**AIM**
Set down each of the entries below word for word, leaving out the pictures.
= = = = =
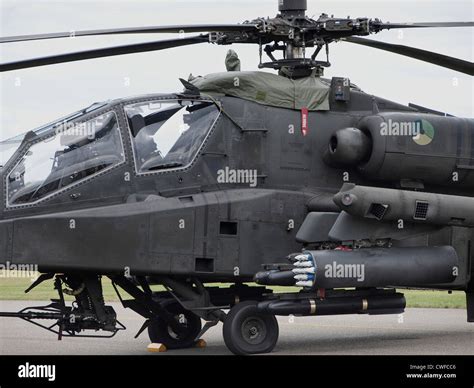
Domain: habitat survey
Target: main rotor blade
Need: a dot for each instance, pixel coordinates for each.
(423, 55)
(134, 30)
(378, 26)
(103, 52)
= = = = =
**RESULT**
Domain: habitat survey
Target: main rotor blade
Need: a dot for each instance, pixel coordinates for each.
(423, 55)
(134, 30)
(378, 26)
(103, 52)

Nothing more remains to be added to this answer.